[EXERCISE BRIEF] Count the lines in the rows below that contain the string "tree". Reply with only the number.

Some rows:
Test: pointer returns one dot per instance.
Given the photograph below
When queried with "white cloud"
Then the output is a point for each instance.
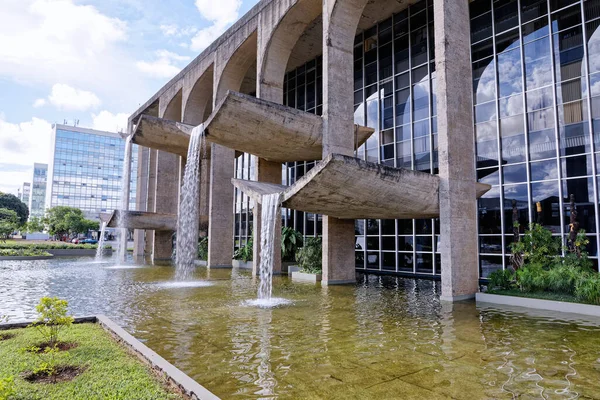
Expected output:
(39, 103)
(21, 145)
(65, 97)
(107, 121)
(221, 17)
(164, 66)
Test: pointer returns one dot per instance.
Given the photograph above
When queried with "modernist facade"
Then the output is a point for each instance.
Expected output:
(37, 200)
(504, 93)
(86, 170)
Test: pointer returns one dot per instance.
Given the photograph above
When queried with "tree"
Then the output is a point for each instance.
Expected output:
(35, 224)
(9, 222)
(63, 220)
(12, 202)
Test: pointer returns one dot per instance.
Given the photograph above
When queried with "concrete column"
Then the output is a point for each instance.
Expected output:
(338, 135)
(270, 172)
(166, 197)
(149, 242)
(220, 224)
(458, 207)
(141, 198)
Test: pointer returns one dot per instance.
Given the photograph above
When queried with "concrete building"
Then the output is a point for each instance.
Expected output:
(25, 192)
(37, 200)
(86, 170)
(455, 92)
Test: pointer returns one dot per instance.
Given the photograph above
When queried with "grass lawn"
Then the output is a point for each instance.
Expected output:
(109, 370)
(569, 298)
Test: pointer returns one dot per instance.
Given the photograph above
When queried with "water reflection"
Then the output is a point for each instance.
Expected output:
(384, 337)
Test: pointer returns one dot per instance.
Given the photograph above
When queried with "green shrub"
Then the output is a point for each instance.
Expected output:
(52, 318)
(244, 253)
(503, 279)
(309, 257)
(203, 249)
(291, 240)
(7, 387)
(588, 290)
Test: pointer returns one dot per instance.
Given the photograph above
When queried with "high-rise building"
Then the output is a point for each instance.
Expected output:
(25, 192)
(86, 170)
(37, 199)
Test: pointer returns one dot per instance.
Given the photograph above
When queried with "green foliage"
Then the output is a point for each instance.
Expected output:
(52, 318)
(538, 246)
(7, 387)
(203, 249)
(35, 224)
(9, 222)
(112, 372)
(23, 253)
(588, 290)
(291, 240)
(309, 257)
(503, 279)
(63, 220)
(245, 253)
(12, 202)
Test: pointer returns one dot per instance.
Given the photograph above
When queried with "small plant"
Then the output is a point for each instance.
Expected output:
(52, 319)
(244, 253)
(203, 249)
(291, 240)
(7, 387)
(309, 257)
(502, 279)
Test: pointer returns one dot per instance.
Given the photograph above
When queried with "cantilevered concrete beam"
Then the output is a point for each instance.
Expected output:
(141, 220)
(244, 123)
(348, 188)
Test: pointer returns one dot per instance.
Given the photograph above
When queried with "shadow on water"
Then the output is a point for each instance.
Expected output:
(384, 337)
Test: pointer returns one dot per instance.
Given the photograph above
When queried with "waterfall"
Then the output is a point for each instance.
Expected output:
(125, 189)
(100, 248)
(189, 208)
(269, 214)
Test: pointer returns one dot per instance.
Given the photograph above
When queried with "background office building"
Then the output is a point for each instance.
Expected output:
(25, 192)
(85, 171)
(37, 199)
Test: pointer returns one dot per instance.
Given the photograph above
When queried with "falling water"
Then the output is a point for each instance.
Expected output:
(188, 218)
(125, 189)
(269, 215)
(100, 248)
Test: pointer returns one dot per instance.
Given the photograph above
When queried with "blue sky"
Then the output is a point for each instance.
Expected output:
(91, 60)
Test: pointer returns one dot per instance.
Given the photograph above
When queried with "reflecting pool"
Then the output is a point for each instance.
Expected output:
(383, 338)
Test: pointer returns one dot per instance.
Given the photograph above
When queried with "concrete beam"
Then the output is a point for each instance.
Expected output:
(348, 188)
(272, 131)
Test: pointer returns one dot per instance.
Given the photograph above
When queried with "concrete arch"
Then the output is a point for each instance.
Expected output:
(236, 68)
(197, 103)
(276, 53)
(172, 109)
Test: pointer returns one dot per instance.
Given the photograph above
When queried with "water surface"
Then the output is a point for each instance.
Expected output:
(382, 338)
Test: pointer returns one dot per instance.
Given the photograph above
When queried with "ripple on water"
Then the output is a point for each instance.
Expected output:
(183, 284)
(267, 303)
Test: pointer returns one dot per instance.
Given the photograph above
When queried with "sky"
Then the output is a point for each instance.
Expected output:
(95, 61)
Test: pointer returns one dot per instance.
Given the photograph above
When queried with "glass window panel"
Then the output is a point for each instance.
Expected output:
(509, 72)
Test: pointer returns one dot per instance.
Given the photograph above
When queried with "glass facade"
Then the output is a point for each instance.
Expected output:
(536, 111)
(37, 200)
(87, 170)
(536, 95)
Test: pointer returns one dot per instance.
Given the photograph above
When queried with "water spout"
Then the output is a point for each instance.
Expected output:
(100, 249)
(270, 212)
(189, 208)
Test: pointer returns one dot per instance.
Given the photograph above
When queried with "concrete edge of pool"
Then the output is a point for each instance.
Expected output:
(174, 375)
(538, 304)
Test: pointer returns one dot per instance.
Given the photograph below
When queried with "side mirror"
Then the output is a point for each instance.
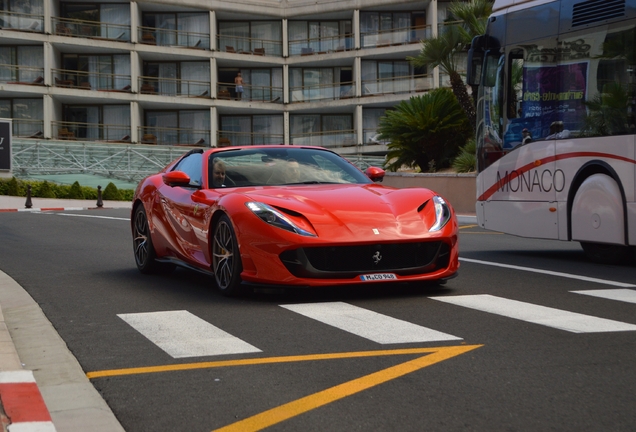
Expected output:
(374, 173)
(176, 178)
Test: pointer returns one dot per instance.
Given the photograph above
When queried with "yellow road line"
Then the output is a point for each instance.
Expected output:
(256, 361)
(299, 406)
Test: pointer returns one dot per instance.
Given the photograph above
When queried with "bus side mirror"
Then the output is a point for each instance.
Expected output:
(475, 65)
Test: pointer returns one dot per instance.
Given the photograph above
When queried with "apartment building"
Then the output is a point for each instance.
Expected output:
(162, 73)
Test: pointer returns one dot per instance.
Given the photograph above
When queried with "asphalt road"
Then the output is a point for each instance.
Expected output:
(486, 371)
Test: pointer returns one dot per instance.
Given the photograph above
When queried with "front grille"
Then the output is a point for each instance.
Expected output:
(350, 261)
(597, 10)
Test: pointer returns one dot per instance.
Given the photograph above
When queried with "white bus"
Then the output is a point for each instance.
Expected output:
(556, 122)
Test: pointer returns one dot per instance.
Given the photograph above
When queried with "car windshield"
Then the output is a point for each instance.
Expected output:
(280, 166)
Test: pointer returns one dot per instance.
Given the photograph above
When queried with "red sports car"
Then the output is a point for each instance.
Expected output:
(289, 216)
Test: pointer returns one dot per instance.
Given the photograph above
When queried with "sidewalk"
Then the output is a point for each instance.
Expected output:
(11, 203)
(43, 388)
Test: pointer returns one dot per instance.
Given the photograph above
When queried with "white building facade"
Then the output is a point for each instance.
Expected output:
(162, 73)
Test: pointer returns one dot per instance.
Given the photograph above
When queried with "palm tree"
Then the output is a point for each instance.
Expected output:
(444, 50)
(424, 130)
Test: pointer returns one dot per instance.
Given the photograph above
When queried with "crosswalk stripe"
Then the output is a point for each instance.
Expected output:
(182, 334)
(556, 318)
(625, 295)
(368, 324)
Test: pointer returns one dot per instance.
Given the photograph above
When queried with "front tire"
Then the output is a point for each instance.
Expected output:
(226, 258)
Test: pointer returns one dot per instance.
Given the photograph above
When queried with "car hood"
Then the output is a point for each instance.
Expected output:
(361, 212)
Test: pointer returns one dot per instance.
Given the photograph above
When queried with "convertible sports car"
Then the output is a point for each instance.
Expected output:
(289, 216)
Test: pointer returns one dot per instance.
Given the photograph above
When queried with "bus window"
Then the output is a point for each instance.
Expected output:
(491, 96)
(604, 105)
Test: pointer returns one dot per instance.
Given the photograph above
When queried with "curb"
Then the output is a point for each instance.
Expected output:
(23, 403)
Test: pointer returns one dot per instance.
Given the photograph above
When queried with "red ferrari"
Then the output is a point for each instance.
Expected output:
(289, 216)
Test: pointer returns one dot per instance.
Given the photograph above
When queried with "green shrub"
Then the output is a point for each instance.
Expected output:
(466, 160)
(43, 190)
(46, 189)
(111, 192)
(75, 191)
(13, 188)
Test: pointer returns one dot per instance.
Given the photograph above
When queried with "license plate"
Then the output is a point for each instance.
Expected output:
(378, 276)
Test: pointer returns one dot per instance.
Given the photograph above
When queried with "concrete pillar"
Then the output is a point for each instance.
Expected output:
(135, 122)
(214, 127)
(213, 32)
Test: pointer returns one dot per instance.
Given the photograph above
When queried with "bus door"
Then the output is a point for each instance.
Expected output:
(518, 188)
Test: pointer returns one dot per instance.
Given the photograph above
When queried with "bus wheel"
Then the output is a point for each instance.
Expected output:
(606, 253)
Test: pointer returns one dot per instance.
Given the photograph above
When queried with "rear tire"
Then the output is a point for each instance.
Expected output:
(606, 253)
(226, 258)
(145, 255)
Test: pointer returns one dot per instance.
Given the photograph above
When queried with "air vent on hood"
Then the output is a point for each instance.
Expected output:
(592, 11)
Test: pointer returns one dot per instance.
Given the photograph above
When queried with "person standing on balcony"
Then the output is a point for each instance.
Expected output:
(238, 81)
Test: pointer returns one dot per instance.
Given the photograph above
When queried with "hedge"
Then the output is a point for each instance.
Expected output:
(45, 189)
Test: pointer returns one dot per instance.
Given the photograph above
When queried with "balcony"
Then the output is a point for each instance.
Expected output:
(155, 135)
(25, 75)
(173, 38)
(234, 138)
(174, 87)
(91, 29)
(321, 45)
(27, 128)
(398, 36)
(91, 80)
(250, 46)
(251, 93)
(335, 91)
(73, 131)
(21, 22)
(396, 85)
(329, 139)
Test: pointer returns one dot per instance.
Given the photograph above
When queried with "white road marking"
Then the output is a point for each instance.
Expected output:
(552, 273)
(182, 334)
(625, 295)
(367, 324)
(556, 318)
(90, 216)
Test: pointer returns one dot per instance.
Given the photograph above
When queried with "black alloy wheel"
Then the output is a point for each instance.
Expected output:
(226, 258)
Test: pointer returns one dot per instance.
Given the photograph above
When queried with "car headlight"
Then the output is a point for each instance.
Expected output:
(442, 213)
(273, 217)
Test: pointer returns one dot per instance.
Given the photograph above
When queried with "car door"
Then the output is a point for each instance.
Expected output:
(181, 212)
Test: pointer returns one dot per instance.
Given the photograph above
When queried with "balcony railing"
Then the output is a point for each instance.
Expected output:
(251, 93)
(174, 87)
(15, 74)
(174, 136)
(404, 84)
(398, 36)
(370, 137)
(21, 21)
(244, 45)
(341, 138)
(74, 131)
(178, 38)
(334, 91)
(321, 45)
(90, 80)
(28, 128)
(91, 29)
(233, 138)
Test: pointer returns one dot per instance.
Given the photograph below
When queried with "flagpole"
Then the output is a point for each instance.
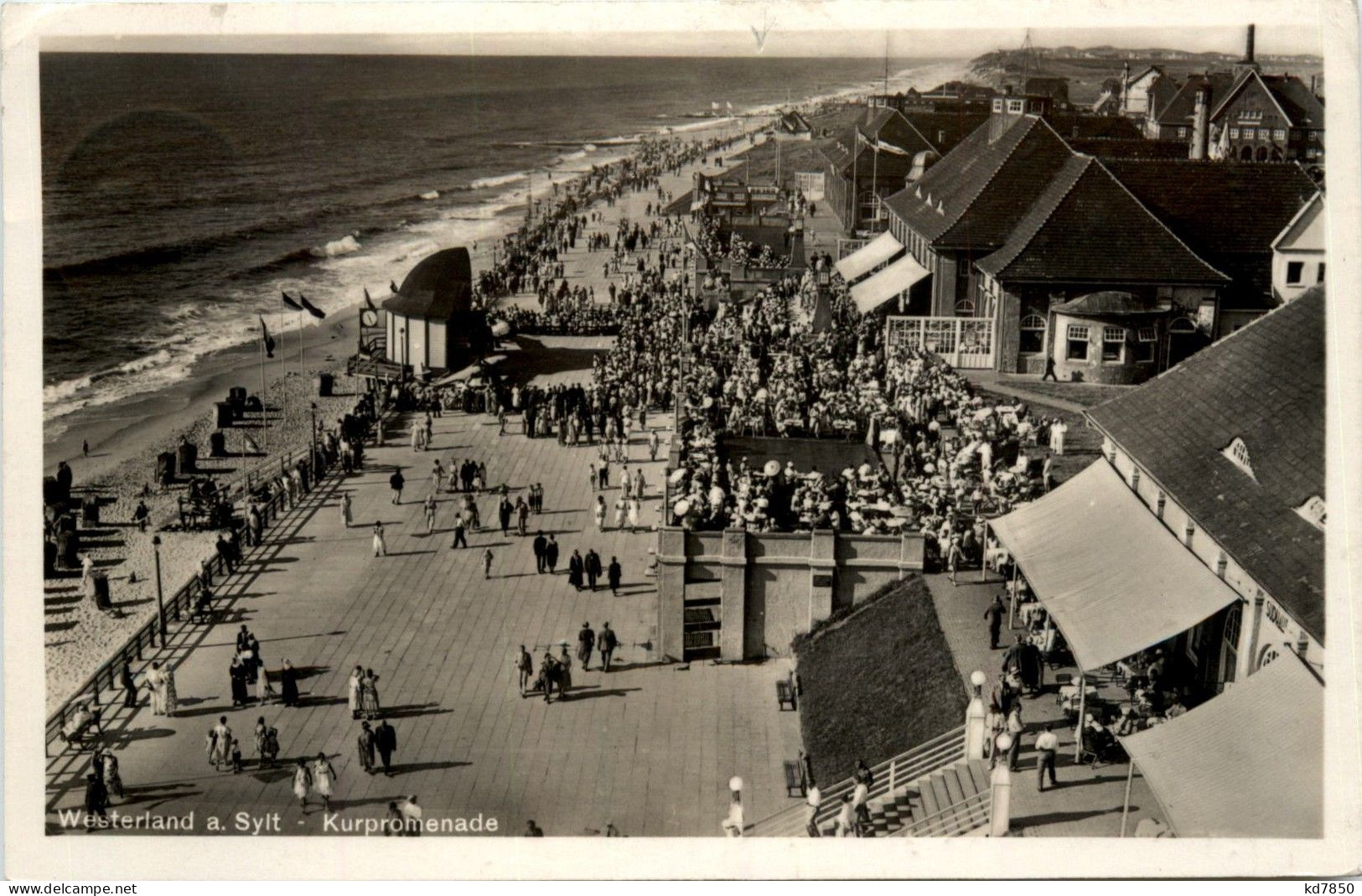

[FULL OUTPUT] 2